Saved entries:
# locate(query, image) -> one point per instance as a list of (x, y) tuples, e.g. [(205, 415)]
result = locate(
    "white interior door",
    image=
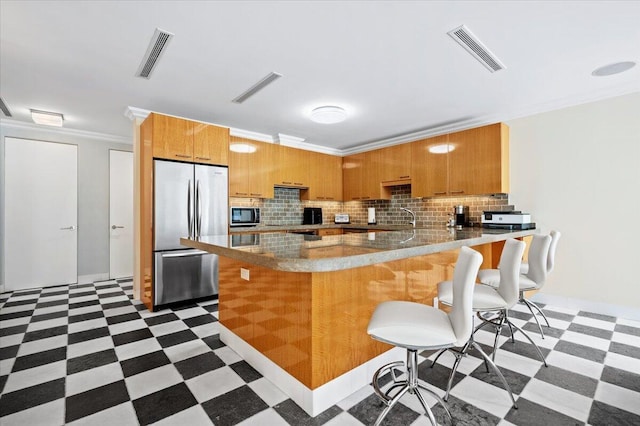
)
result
[(120, 214), (41, 214)]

TASK:
Return all entries preceding this task exactly as they stand, leaving any picture out.

OUTPUT FOR THIS EXERCISE:
# locate(query, image) -> one point per instance as a list of (x, y) tuples, e.g. [(205, 415)]
result = locate(
    "white interior door",
    image=
)
result
[(120, 214), (41, 214)]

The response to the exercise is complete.